Selected passage
-*-*-

5. Phase 3: Runtime Decision Engine

The runtime engine executes compiled functions with zero LLM dependency. It traverses the function DAG, collects an audit trail, and returns deterministic decisions.

import time
from dataclasses import dataclass, field
from typing import Any

@dataclass
class ExecutionContext:
    input_data: dict
    decisions: list[Decision] = field(default_factory=list)
    audit_trail: list[str] = field(default_factory=list)
    execution_time_ms: float = 0.0
    nodes_evaluated: int = 0

class DecisionEngine:
    """Zero-LLM runtime decision engine."""

    def __init__(self, function_registry: dict[str, callable]):
        self.functions = function_registry
        self.root = function_registry.get("__root__")

    def decide(self, input_data: dict) -> ExecutionContext:
        """Execute the decision graph on input data."""
        ctx = ExecutionContext(input_data=input_data)
        start = time.perf_counter()

        # Validate input
        self._validate_input(input_data)

        # Execute root decision function
        decision = self.root(input_data)
        ctx.decisions.append(decision)
        ctx.audit_trail = decision.audit_trail

        ctx.execution_time_ms = (time.perf_counter() - start) * 1000
        return ctx

    def decide_batch(self, inputs: list[dict]) -> list[ExecutionContext]:
        """Batch execution for high-throughput scenarios."""

-*-*-

Supplied information

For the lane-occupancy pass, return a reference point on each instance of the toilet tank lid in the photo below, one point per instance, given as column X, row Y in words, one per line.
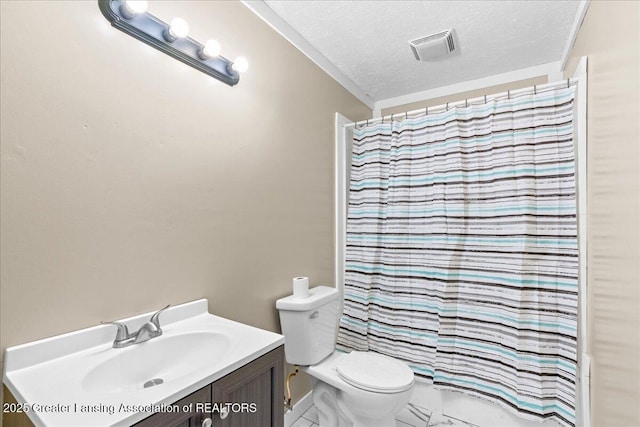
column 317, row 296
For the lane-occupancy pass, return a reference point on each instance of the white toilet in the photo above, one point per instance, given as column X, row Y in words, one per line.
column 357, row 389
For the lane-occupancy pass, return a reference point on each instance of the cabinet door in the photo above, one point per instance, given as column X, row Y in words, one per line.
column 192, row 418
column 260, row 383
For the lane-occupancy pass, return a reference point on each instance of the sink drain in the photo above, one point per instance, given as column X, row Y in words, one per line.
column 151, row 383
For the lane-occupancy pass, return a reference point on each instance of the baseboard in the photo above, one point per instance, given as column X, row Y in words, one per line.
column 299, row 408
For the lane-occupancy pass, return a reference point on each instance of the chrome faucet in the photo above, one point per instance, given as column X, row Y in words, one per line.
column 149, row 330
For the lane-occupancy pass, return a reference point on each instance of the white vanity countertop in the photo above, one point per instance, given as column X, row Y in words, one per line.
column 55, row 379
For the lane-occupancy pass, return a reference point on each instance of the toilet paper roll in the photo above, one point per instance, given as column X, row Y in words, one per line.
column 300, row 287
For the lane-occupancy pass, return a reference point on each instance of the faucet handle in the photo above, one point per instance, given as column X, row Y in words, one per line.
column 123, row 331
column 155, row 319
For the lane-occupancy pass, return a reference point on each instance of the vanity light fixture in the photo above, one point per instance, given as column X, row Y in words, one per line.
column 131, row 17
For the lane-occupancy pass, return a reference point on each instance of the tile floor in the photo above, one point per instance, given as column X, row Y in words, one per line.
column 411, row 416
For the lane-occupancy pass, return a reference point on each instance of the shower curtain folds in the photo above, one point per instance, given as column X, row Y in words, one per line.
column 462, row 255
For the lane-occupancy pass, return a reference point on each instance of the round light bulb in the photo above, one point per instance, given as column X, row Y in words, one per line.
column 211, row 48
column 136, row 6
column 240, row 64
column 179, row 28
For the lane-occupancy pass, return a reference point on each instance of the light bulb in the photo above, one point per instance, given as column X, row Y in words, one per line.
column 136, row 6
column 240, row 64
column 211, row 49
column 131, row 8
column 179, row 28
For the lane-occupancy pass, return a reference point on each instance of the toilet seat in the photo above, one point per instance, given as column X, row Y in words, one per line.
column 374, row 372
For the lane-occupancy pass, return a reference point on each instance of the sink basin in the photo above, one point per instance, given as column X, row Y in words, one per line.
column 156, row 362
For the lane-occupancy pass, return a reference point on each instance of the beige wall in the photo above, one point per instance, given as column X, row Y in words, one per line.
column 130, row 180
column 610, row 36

-*-*-

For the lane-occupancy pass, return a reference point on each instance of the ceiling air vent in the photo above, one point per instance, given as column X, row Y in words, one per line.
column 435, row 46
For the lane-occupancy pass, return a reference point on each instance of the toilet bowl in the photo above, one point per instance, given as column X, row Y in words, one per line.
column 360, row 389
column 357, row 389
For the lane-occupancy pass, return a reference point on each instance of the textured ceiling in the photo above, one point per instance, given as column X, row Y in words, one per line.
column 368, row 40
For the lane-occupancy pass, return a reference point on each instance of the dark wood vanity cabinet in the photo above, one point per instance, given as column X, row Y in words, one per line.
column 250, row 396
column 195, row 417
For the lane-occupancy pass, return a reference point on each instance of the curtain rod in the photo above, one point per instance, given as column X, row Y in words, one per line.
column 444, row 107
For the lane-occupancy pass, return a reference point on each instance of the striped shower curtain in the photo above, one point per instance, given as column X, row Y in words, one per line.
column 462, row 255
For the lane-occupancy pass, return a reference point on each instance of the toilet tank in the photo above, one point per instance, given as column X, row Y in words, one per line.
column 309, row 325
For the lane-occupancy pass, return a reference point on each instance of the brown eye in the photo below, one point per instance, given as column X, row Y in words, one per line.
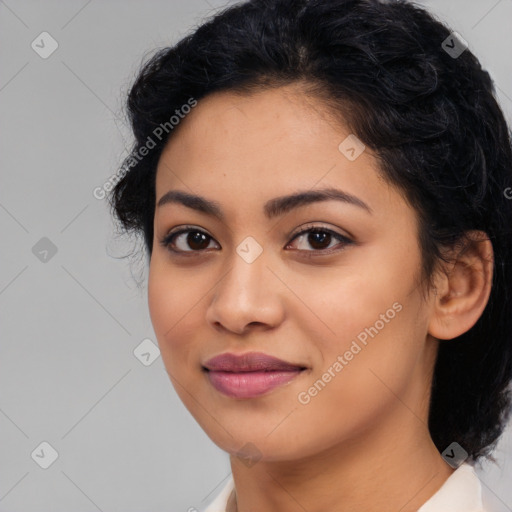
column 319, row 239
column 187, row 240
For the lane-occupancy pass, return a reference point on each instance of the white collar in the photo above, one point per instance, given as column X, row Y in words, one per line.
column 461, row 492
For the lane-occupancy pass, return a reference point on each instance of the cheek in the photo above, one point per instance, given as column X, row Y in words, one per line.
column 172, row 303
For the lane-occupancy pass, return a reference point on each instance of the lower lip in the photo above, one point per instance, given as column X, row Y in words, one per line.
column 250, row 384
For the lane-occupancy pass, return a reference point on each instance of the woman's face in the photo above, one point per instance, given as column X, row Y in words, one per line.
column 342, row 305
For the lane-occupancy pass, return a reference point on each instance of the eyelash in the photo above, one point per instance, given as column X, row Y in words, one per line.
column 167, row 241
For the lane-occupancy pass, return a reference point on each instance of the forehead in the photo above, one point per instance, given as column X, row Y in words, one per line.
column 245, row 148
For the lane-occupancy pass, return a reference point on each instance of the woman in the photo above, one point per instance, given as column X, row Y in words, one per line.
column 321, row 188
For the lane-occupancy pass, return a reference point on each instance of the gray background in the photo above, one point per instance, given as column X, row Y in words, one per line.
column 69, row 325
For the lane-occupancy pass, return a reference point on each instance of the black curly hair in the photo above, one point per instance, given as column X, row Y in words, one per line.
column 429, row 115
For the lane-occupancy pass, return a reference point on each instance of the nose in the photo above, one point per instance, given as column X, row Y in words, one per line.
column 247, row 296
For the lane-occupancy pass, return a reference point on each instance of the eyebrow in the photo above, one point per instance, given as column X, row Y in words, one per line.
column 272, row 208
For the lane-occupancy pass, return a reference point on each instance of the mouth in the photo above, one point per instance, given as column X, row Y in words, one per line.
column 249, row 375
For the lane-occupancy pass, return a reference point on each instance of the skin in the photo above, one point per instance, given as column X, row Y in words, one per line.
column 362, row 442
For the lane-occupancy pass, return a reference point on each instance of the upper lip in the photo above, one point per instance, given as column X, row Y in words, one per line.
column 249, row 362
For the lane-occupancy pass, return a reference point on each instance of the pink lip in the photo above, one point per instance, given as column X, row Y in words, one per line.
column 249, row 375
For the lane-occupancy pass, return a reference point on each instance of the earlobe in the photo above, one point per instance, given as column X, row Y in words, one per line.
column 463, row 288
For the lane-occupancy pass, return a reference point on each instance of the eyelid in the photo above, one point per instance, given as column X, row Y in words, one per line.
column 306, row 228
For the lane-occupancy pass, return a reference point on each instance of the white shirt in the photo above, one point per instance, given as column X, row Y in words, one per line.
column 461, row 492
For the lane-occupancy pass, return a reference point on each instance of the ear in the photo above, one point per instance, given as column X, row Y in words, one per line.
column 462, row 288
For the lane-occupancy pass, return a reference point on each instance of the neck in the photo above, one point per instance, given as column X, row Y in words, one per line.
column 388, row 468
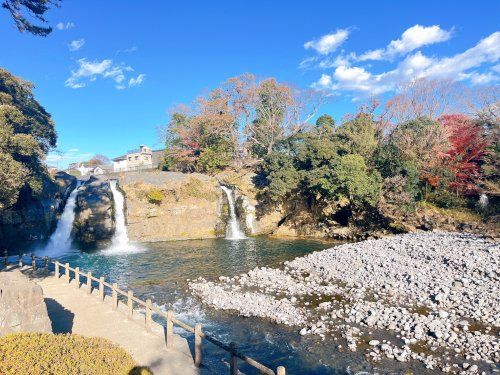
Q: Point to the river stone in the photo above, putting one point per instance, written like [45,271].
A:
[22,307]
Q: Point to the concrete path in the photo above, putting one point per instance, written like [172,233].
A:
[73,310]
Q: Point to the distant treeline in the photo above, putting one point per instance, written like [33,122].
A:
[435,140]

-*-*-

Your tasks
[a] Copy everything in the runtime decision engine passage from "ctx = ExecutionContext(input_data=input_data)" down to "decision = self.root(input_data)".
[b] Answer these questions about the runtime decision engine passage:
(i) What default value does the ExecutionContext class give to execution_time_ms?
(ii) Under what key does the DecisionEngine constructor look up the root function in the function registry?
(iii) According to its docstring, what is the decide_batch method for?
[c] Continue the runtime decision engine passage from the point where it stops.

Answers given
[a]
ctx = ExecutionContext(input_data=input_data)
        start = time.perf_counter()

        # Validate input
        self._validate_input(input_data)

        # Execute root decision function
        decision = self.root(input_data)

[b]
(i) 0.0
(ii) "__root__"
(iii) Batch execution for high-throughput scenarios.

[c]
        return [self.decide(data) for data in inputs]

    def explain(self, ctx: ExecutionContext) -> str:
        """Generate human-readable explanation of a decision."""
        decision = ctx.decisions[0] if ctx.decisions else None
        if not decision:
            return "No decision was made."

        lines = [
            f"Decision: {decision.action.upper()}",
            f"Reason: {decision.reason}",
            f"Confidence: {decision.confidence:.0%}",
            f"Execution time: {ctx.execution_time_ms:.2f}ms",
            f"",
            f"Audit Trail:",
        ]
        for i, step in enumerate(decision.audit_trail, 1):
            lines.append(f"  {i}. {step}")

        return "\n".join(lines)

    def _validate_input(self, data: dict):
        """Validate input data has required fields."""
        # In production, validate against input schema
        if not isinstance(data, dict):
            raise ValueError("Input must be a dictionary")


# ============================================================
# EXAMPLE: Complete End-to-End Usage
# ============================================================

# Step 1: Build the KG (one-time, LLM-powered)
# extraction_engine = KGExtractionEngine(llm, embedder)
# nkg = extraction_engine.extract_from_documents(policy_documents)

# Step 2: Compile to functions (one-time, automated)
# compiler = DecisionFunctionCompiler()
# functions = compiler.compile(nkg)
# compiler.export_source("decisions/mri_approval.py")

# Step 3: Runtime execution (every time, no LLM needed)
engine = DecisionEngine(functions)

# Process a single claim
result = engine.decide({
    "diagnosis_code": "M54.5",          # Low back pain
    "procedure_code": "72148",          # MRI lumbar spine
    "provider_id": "NPI-1234567890",
    "patient_id": "PAT-98765",
    "policy_type": "PPO",
    "conservative_tx_weeks": 8,
    "is_emergency": False,
})

print(engine.explain(result))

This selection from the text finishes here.